**Enunciado de la tarea:**
Transcriba íntegramente y sin ninguna alteración el artículo sobre Mario Monti que figura a continuación.

**Texto de origen:**
* * * * * * *

Monti, del éxito técnico al fracaso político
“Mi mandato termina con la convocatoria de las próximas elecciones", llegó a decir Monti
Durante dos meses largos, muy largos, Mario Monti
buscó la manera de que los italianos lo vieran como un político más, no
como aquel señor tan serio vestido de gris Bruselas, amigo del rigor y
de Angela Merkel, que una mañana de noviembre de 2011 llegó a Roma
tirando de una pequeña maleta con ruedas en la que traía una fórmula
para meter a Italia en cintura. Hay que reconocer que lo intentó todo,
desde aparecer en televisión cuidando a sus nietos –a uno de ellos lo llaman “prima de riesgo” en el colegio—
hasta adoptar a un cachorro en directo. En otro país quizá hubiera
colado, pero los italianos detectaron enseguida que se trataba de un
candidato exprés, prefabricado en despachos lejanos, y le dieron la
espalda. Tal vez ahora haya conseguido lo que buscaba. No hay nada que
humanice más que un buen fracaso.
Nada más llegar a Roma, Mario Monti (Varese, 1943) demostró que se daba maña con la política. Su currículo era de tecnócrata puro: se formó en la Universidad Bocconi de Milán, se fogueó en Yale (EE UU), ganó dinero en Goldmand Sachs y prestigio de negociador en la Comisión Europa, donde fue comisario desde 1994 a 2004. Pero sus maneras de moverse –con la prensa extranjera, con los poderes fuertes, con las cancillerías— eran las del político taimado. Enseguida surgió la duda. ¿Quién era Mario Monti, un tecnócrata con el disfraz temporal de político o justamente lo contrario, un político puro que se había colado en la vida de los italianos por la oportuna gatera de la tecnocracia? El profesor, siempre atento, serenamente cordial, un punto irónico, lo negaba una y otra vez: “Mi mandato termina con la convocatoria de las próximas elecciones. Luego será el turno de los partidos políticos”.

* * * * * * *

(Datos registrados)
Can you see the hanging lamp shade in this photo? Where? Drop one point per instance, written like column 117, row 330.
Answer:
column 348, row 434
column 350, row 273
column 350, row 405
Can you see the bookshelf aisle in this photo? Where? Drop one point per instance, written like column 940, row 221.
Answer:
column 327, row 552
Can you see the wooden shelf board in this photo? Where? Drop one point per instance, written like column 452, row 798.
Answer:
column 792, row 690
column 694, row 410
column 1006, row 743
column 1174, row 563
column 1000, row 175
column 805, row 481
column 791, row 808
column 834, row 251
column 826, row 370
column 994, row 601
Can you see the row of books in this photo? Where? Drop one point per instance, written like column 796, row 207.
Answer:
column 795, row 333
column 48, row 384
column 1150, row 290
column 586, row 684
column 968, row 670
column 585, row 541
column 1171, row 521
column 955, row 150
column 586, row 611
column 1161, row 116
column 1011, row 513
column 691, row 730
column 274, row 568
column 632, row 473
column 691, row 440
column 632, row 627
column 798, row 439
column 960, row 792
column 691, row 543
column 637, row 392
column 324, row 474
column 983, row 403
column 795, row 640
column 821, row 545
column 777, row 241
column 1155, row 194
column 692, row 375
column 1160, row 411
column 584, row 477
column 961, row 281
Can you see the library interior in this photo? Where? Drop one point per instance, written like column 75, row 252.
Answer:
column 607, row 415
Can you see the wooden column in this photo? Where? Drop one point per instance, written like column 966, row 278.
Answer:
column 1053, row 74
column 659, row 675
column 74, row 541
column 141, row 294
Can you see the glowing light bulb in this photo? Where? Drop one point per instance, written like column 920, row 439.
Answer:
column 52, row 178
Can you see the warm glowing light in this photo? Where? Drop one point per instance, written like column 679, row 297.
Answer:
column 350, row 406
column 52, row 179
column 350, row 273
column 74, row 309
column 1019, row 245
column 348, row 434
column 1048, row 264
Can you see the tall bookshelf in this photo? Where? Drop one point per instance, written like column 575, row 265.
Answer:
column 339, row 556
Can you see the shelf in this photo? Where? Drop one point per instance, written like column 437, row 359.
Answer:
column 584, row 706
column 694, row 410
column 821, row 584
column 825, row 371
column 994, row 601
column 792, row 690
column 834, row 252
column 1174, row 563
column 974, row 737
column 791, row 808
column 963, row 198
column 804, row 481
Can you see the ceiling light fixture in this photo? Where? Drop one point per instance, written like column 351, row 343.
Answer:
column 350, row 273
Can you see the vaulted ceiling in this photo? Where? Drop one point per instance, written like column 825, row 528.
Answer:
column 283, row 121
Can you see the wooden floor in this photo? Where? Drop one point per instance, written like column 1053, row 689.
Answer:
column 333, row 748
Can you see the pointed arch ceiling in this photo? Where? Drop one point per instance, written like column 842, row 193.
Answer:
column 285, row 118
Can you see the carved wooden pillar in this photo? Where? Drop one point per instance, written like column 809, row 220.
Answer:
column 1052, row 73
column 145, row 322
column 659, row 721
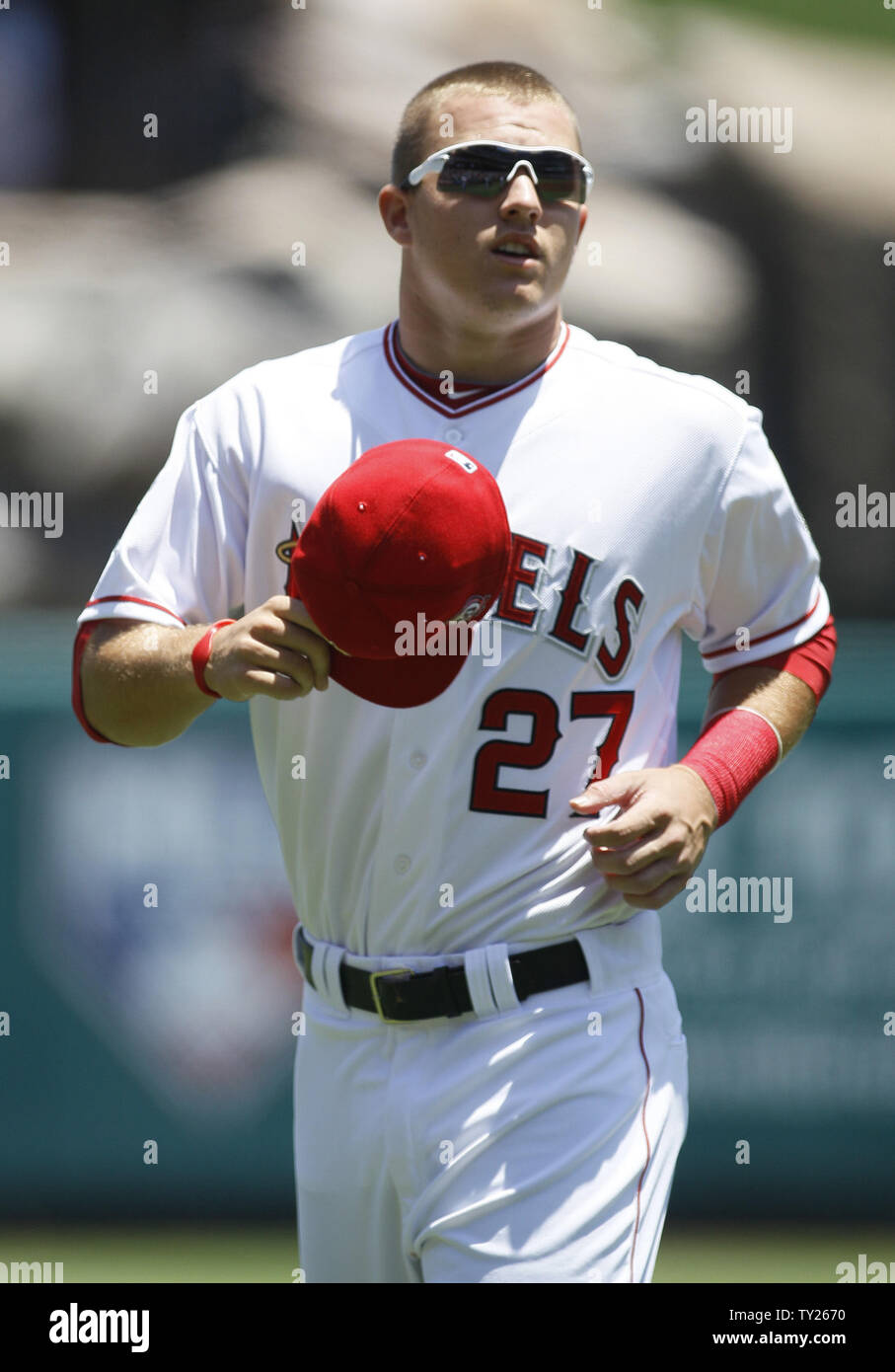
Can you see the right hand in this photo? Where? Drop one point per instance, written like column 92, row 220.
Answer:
column 273, row 650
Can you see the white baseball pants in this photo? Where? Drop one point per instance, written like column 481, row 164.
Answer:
column 529, row 1143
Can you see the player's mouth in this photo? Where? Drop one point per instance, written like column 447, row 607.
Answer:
column 517, row 247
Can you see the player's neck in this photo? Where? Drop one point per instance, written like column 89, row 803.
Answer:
column 493, row 358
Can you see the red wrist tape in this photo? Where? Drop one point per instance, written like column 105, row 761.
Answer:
column 201, row 651
column 732, row 755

* * * * * * *

**Ejercicio resuelto:**
Monti, del éxito técnico al fracaso político
“Mi mandato termina con la convocatoria de las próximas elecciones", llegó a decir Monti
Durante dos meses largos, muy largos, Mario Monti
buscó la manera de que los italianos lo vieran como un político más, no
como aquel señor tan serio vestido de gris Bruselas, amigo del rigor y
de Angela Merkel, que una mañana de noviembre de 2011 llegó a Roma
tirando de una pequeña maleta con ruedas en la que traía una fórmula
para meter a Italia en cintura. Hay que reconocer que lo intentó todo,
desde aparecer en televisión cuidando a sus nietos –a uno de ellos lo llaman “prima de riesgo” en el colegio—
hasta adoptar a un cachorro en directo. En otro país quizá hubiera
colado, pero los italianos detectaron enseguida que se trataba de un
candidato exprés, prefabricado en despachos lejanos, y le dieron la
espalda. Tal vez ahora haya conseguido lo que buscaba. No hay nada que
humanice más que un buen fracaso.
Nada más llegar a Roma, Mario Monti (Varese, 1943) demostró que se daba maña con la política. Su currículo era de tecnócrata puro: se formó en la Universidad Bocconi de Milán, se fogueó en Yale (EE UU), ganó dinero en Goldmand Sachs y prestigio de negociador en la Comisión Europa, donde fue comisario desde 1994 a 2004. Pero sus maneras de moverse –con la prensa extranjera, con los poderes fuertes, con las cancillerías— eran las del político taimado. Enseguida surgió la duda. ¿Quién era Mario Monti, un tecnócrata con el disfraz temporal de político o justamente lo contrario, un político puro que se había colado en la vida de los italianos por la oportuna gatera de la tecnocracia? El profesor, siempre atento, serenamente cordial, un punto irónico, lo negaba una y otra vez: “Mi mandato termina con la convocatoria de las próximas elecciones. Luego será el turno de los partidos políticos”.